# Greetings from Sunny San Diego (California)



## luxurylife88 (Apr 3, 2011)

Hello!
I loved horses ever since I saw and ridden when I was about 8 years old:wink:
But because of School and city living I was not able to do riding until this year
I hope it's not too late for me to start. Love love riding. I am taking lessons right now and I am so hooked. 
I am so happy I found this forum.


----------



## Zeke (Jun 27, 2010)

Hey! I'm in San Diego too so I just had to stop by and say hi 

No worries, it's never too late to start! Good luck with lessons.
_Posted via Mobile Device_


----------



## SpiritedLittleCopperSpots (Mar 4, 2010)

Hello and welcome! 
See you around the forum....


----------



## luxurylife88 (Apr 3, 2011)

^ thank you!
~Hugs~


----------



## SMCLeenie (Mar 3, 2011)

● **RECORDED DATA**:
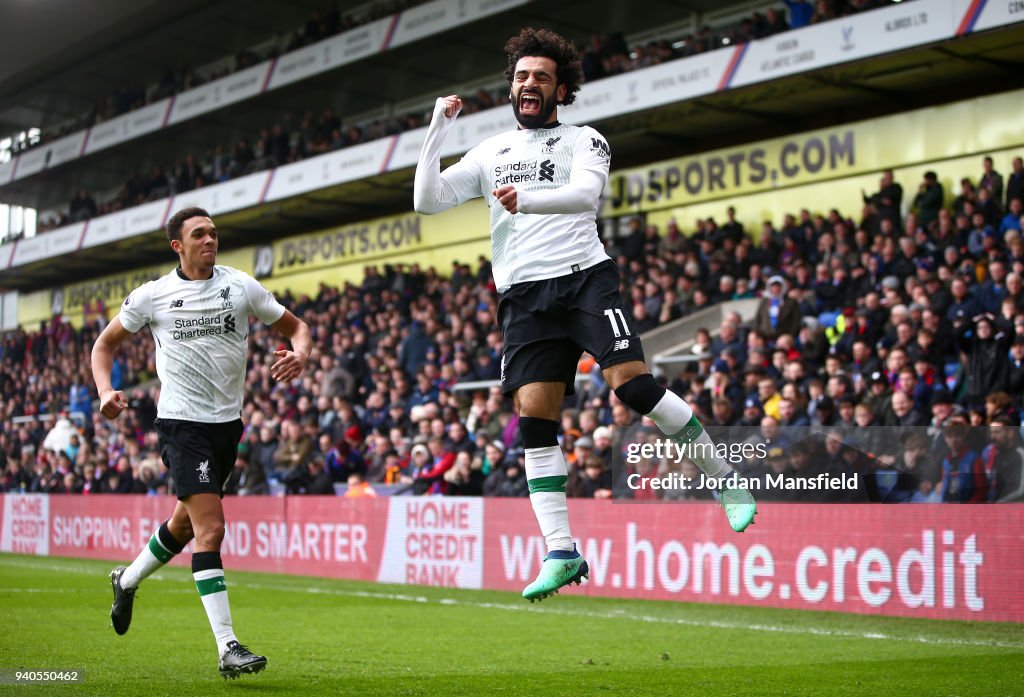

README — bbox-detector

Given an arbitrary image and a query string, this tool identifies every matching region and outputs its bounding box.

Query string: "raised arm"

--

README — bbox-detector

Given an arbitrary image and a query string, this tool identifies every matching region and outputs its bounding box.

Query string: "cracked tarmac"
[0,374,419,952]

● **CHALLENGES**:
a – Retype the stretch of the San Diego forum thread from "## Zeke (Jun" through "(Mar 4, 2010)".
b – Translate the sentence "I am so happy I found this forum." from the San Diego forum thread into Spanish.

● **PER-TASK OUTPUTS**:
a –
## Zeke (Jun 27, 2010)

Hey! I'm in San Diego too so I just had to stop by and say hi 

No worries, it's never too late to start! Good luck with lessons.
_Posted via Mobile Device_


----------



## SpiritedLittleCopperSpots (Mar 4, 2010)

b – Estoy muy feliz de haber encontrado este foro.